--- Exercise task 1 ---
Answer these from the blog entries:
(a) Until what time did the writer have to stay at work?
(b) What is the name of the blogging program the writer is testing?
(c) How much did the writer pay for Future Tactics: The Uprising?
--- Exercise task 2 ---
In the blog entries, what reason does the writer give for not getting around to writing in a blog? Answer in one to three sentences.
--- Exercise task 3 ---
Write the next part of the blog entries, starting right after the last sentence.

--- Document extract ---
# # #

So I had to stay at work till 5:30 instead of my usual 3, because I was late coming in (intended). Forgot my lunch. So I am rather hungry right now. We had a safety meeting, which wasn't bad because usually we have food. This time there were only old cookies. Oh well, who's complaining. So I had those (got the last Mt. Dew!) and went back to work. Left work to stand outside for the bus, I was 15 minutes early. More intimate times with the freezing wind. I step on the bus, and I'm told it has to make a half-hour layover at the depot. So not only do I have to take the normal hour-long busride home, I have to go for an extra half-hour, sit there at a bus depot no less (I feel like white trash), and get home at 7 pm. It's not worth it. God.

Pathetic.

I just want to curl up with Trish and sleep.

1.21.2006

Testing

Well, I'm testing out a blogging program called ecto. It's pretty neat. Allows offline blogging, which is useful. Also allows for rich text editing, something that I could do with Blogger's website, but unfortunately Safari isn't quite supported yet.

Problem is, it costs money. Money I don't have.

I have 19 days left to decide, anyway, and this is a really, really nice program. Maybe using it will change my mind and I'll bite the bullet and buy it.

Anyway - slept in late today. 9:30 ish. w00. Sort of hung around with Trish. Yesterday, I'd bought a 'Cube game on a whim called Future Tactics: The Uprising. It's a tactical game, but it combines action in the gameplay - no stats or skill points. You actually have to aim your gun and whatnot, and movement is free within the circle of your movement range radius.

It's quite fun, actually, and I only paid $5 for it so I don't feel I wasted my money. I've got a stack of games I've set aside from work that I've got to buy. They add up to $93 AFTER a 20% discount and they're USED. Most are, anyway. It's stupid - it's not like I've got the time or money for these things. It's either work now or school in three months.

Meanwhile, this is my longest entry in a while. It's odd how I just can't bring myself to write in a blog. I'm still trying, even considering making a podcast, but as far as it goes, I just don't do it. I don't really know why. I think it's the readers - I don't have the audience I had in Opendiary, so it's not like I care anymore. Which just goes to show that blogs, in my case, are pretty much masturbatory.

although, masturbation *does* feel good...hm.

12.19.2005

Animal Crossing Homeland Security?

I haven't posted in a while, but after seeing the supposed RIAA jab (Thanks BoingBoing!), I found this and thought that maybe Animal Crossing is truer to life than we thought...

12.01.2005

Ink

I don't understand the moleskine obsession, of which I am a part. Little hardcover black journals with a back pocket and a strap to hold them closed. Brownie had one about two years ago, and I saw him write in it and became obsessed. I'd forgotten about them just in time to walk into my school's bookstore and find a display. So I bought two. And I haven't filled any, but I am working on it and I'm just crazy for the little buggers.

# # #

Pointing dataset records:
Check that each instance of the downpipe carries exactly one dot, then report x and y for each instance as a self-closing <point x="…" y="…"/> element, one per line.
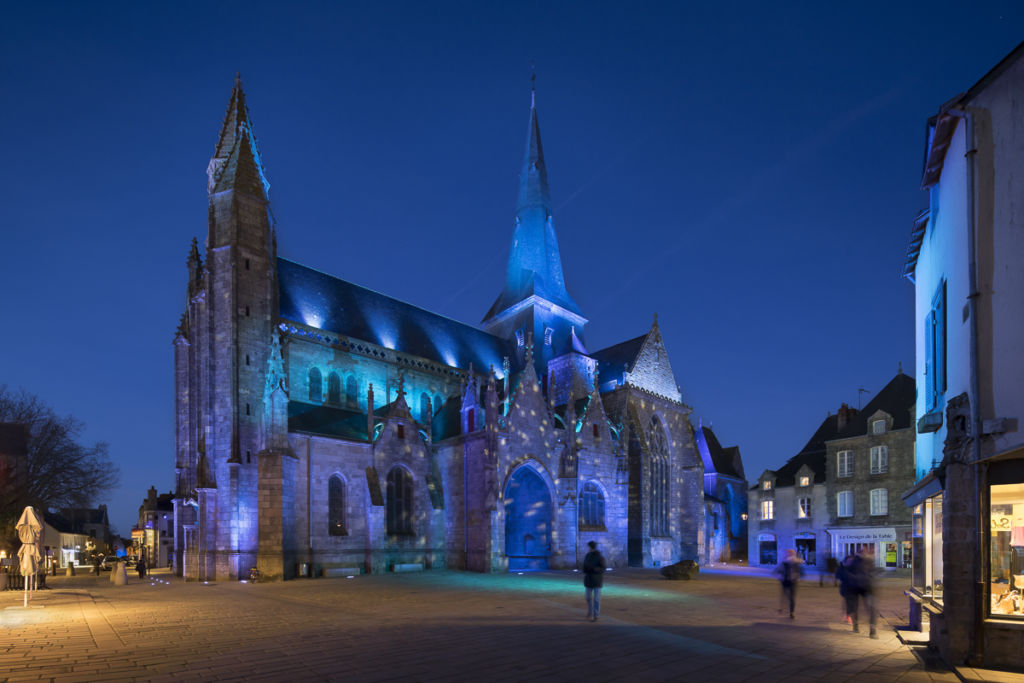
<point x="981" y="478"/>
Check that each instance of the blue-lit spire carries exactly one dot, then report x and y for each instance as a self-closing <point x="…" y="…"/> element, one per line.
<point x="535" y="265"/>
<point x="236" y="163"/>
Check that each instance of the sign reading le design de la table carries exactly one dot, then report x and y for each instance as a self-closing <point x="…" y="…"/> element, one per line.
<point x="864" y="535"/>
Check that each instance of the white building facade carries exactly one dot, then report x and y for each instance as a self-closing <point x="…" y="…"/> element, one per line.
<point x="966" y="260"/>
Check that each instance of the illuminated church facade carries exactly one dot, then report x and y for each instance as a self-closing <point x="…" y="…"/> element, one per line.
<point x="324" y="427"/>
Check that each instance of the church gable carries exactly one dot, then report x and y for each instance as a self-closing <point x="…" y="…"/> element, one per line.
<point x="651" y="370"/>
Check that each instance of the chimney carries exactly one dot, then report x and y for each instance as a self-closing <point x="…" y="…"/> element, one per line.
<point x="844" y="416"/>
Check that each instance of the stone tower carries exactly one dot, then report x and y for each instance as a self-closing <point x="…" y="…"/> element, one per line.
<point x="223" y="346"/>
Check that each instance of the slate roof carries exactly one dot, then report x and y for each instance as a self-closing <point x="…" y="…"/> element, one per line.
<point x="897" y="398"/>
<point x="329" y="303"/>
<point x="327" y="421"/>
<point x="812" y="455"/>
<point x="722" y="461"/>
<point x="614" y="360"/>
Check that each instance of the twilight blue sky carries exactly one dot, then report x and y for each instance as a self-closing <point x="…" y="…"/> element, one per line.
<point x="747" y="170"/>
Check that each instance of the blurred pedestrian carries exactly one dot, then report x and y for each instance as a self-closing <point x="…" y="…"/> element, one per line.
<point x="846" y="588"/>
<point x="832" y="566"/>
<point x="593" y="580"/>
<point x="790" y="572"/>
<point x="862" y="572"/>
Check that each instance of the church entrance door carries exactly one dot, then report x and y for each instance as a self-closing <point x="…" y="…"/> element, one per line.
<point x="527" y="520"/>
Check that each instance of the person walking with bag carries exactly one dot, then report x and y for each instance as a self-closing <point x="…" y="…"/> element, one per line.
<point x="790" y="572"/>
<point x="593" y="580"/>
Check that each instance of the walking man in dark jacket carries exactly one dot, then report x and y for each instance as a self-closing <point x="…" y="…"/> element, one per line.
<point x="593" y="580"/>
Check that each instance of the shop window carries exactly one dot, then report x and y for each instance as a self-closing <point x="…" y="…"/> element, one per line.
<point x="880" y="459"/>
<point x="591" y="508"/>
<point x="1007" y="560"/>
<point x="844" y="504"/>
<point x="806" y="550"/>
<point x="880" y="502"/>
<point x="767" y="550"/>
<point x="336" y="506"/>
<point x="845" y="463"/>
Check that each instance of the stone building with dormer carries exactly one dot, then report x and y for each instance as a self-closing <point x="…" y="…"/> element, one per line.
<point x="788" y="506"/>
<point x="869" y="465"/>
<point x="324" y="427"/>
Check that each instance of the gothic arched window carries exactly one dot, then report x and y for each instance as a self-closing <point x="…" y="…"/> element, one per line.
<point x="591" y="507"/>
<point x="333" y="388"/>
<point x="424" y="408"/>
<point x="336" y="506"/>
<point x="315" y="385"/>
<point x="351" y="391"/>
<point x="658" y="497"/>
<point x="399" y="502"/>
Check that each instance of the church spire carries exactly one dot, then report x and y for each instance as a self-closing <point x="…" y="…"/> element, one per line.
<point x="236" y="163"/>
<point x="535" y="265"/>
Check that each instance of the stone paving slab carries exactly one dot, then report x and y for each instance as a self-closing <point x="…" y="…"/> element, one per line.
<point x="449" y="626"/>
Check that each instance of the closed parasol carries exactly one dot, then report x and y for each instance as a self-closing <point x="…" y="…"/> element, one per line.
<point x="30" y="531"/>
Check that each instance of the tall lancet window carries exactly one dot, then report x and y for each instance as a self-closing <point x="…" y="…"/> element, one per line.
<point x="315" y="385"/>
<point x="351" y="391"/>
<point x="399" y="502"/>
<point x="333" y="388"/>
<point x="336" y="506"/>
<point x="658" y="491"/>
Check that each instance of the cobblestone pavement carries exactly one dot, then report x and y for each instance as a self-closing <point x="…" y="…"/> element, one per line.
<point x="444" y="626"/>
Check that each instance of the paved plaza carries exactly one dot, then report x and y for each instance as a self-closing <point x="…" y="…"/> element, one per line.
<point x="450" y="626"/>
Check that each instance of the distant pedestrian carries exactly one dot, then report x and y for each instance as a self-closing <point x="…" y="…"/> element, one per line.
<point x="593" y="580"/>
<point x="862" y="571"/>
<point x="832" y="566"/>
<point x="846" y="588"/>
<point x="790" y="572"/>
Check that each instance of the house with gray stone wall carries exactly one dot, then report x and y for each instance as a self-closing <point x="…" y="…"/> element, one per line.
<point x="323" y="427"/>
<point x="869" y="465"/>
<point x="788" y="507"/>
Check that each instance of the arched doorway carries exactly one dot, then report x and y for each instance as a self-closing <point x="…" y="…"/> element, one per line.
<point x="527" y="520"/>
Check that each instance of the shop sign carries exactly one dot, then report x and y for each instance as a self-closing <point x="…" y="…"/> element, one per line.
<point x="1003" y="522"/>
<point x="865" y="536"/>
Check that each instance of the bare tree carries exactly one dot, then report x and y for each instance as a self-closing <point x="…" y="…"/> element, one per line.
<point x="58" y="471"/>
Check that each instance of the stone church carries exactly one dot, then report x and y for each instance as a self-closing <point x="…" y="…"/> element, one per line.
<point x="324" y="427"/>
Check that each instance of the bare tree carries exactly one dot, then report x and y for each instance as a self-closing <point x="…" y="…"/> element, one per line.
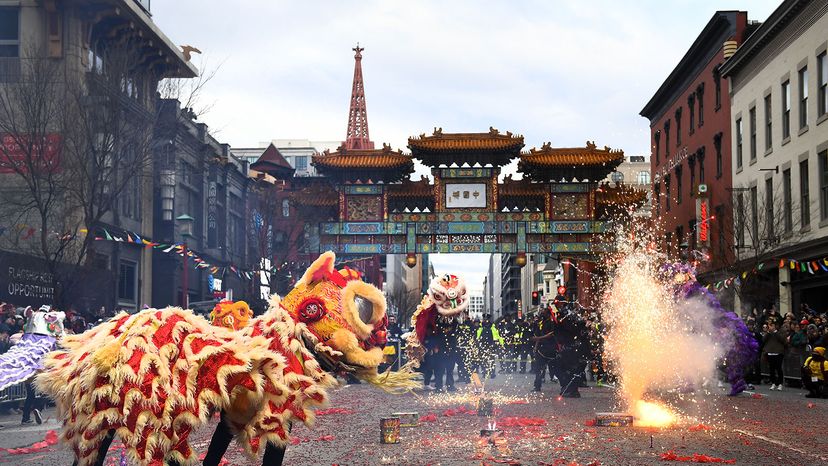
<point x="763" y="223"/>
<point x="75" y="145"/>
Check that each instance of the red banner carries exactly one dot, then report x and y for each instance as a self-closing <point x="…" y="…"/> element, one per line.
<point x="18" y="154"/>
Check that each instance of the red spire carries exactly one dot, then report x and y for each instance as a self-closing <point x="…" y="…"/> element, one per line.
<point x="358" y="116"/>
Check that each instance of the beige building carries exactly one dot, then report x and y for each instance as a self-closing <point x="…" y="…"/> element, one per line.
<point x="779" y="109"/>
<point x="75" y="41"/>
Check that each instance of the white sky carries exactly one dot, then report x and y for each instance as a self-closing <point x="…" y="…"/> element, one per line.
<point x="552" y="70"/>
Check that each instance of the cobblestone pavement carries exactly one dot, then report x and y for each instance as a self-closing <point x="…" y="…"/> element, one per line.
<point x="768" y="428"/>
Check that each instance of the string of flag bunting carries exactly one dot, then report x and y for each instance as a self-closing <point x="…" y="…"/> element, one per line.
<point x="798" y="266"/>
<point x="175" y="248"/>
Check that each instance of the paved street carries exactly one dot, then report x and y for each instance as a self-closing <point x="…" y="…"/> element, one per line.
<point x="770" y="428"/>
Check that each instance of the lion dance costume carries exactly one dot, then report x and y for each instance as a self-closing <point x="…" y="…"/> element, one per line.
<point x="742" y="349"/>
<point x="154" y="377"/>
<point x="434" y="321"/>
<point x="232" y="315"/>
<point x="40" y="336"/>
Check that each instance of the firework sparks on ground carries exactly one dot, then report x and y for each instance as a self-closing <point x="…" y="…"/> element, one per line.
<point x="656" y="343"/>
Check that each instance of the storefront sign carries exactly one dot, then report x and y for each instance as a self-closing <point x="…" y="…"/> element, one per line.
<point x="212" y="215"/>
<point x="16" y="154"/>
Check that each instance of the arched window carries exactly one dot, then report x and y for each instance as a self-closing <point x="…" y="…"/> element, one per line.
<point x="643" y="177"/>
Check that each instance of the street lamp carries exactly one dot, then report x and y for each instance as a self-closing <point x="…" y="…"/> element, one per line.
<point x="185" y="225"/>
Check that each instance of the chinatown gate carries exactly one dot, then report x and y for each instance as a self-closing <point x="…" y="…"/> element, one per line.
<point x="365" y="204"/>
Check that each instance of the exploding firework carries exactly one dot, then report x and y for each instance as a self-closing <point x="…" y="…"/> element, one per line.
<point x="656" y="342"/>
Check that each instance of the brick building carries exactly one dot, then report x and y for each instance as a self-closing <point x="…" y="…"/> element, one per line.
<point x="690" y="140"/>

# # #

--- Expected answer 1 ---
(a) 5:30
(b) ecto
(c) $5

--- Expected answer 2 ---
The writer thinks it's the readers. The writer doesn't have the audience they had on Opendiary, so they no longer really care about writing.

--- Expected answer 3 ---
I have always, always preferred small journals. I hate large ones. I want something I can stick in my pocket, even if it contains fewer words. Multiple volumes are cooler looking on the bookshelf, anyway. And while I don't get much use out of the pocket, I will say that I used to hate the elastic strap and now I'm sold on it. It's nice to protect the pages of this book I'm pouring so much time and energy into.

Ink is permanent. Ink is real. Ink refuses to hide mistakes, instead forcing us to confront them. I see the construction of my soul outlined by these ink splatters, the crossed out words and misspellings. I do not try to hide from the ink's record of my humanity.

It's unexpectedly liberating to see the pages begin to pile up. Ink that you don't recall having written just a few days ago, the details coming back to you in sweet washes of memory. I feel like my words are the building blocks of my legacy, and I cannot help but imagine my grandkids or great-grandkids going into their attic and finding a dusty old box with my army surplus messenger bag, a few letters I wrote, some keepsakes, and a stack of journals. I hope they will be the sort of child who is mature beyond their years, one interested in the private thoughts left by their elders. And I imagine them cracking open the first of the journals, where it all begins:

"Cold wakes me better than caffeine..."

11.10.2005

Roadblocks and Digital Divides (with a soundtrack by Trans Siberian Orchestra)

Well, I've written 12,990 words of my novel so far. I am 25.98% to the 50,000 word mark they expect you to hit November 30 at midnight.

And yet it's day ten and I should have 16,670 words by the end of today. I am almost a full day behind. And usually work is quiet and boring and I can just get away with sitting there writing. But now. NOW when I'm behind, suddenly there's work for me to do! It's not like I can complain. "Oh no! The people paying me are finally expecting me to earn my money!"

Nonetheless it's irritating that catching up is such an uphill battle.

But I think I'm gonna haul some today and get at least 3,010 words out of the way. I mean, if I can. Being a third of a day behind isn't bad. And I think my best strategy is to write in spurts. I kept pacing myself at lunch yesterday by forcing myself to write 100 words between bites. I got mixed results, but I hit 12,990 before I knew it.

And tonight's the Trans Siberian Orchestra. Trisha and I got really, really good seats. We're gonna go to Molly Brannigan's, a local Irish restaurant/pub, and we're gonna eat there, and walk around downtown, and then go see TSO at the Civic Center.

More later. I now own four Moleskines.

11.07.2005

Consciousness.

I've begun my NaNoWriMo novel.

Here's the prologue:

"It was 6:42 am, Eastern Standard Time. New York City. Outside, people were beginning their mad dash to work, running around like ants in some gigantic anthill a sadistic twelve year old kicked apart. The sun was shining, blinding people driving east. People checked their Terminals while they ate, drove, dressed. They wanted the latest news (China develops another biopatent), the results of the elections (Morganson wins Manager again in a landslide), to see how they made out on their last bet (The Colts lost to the Packers).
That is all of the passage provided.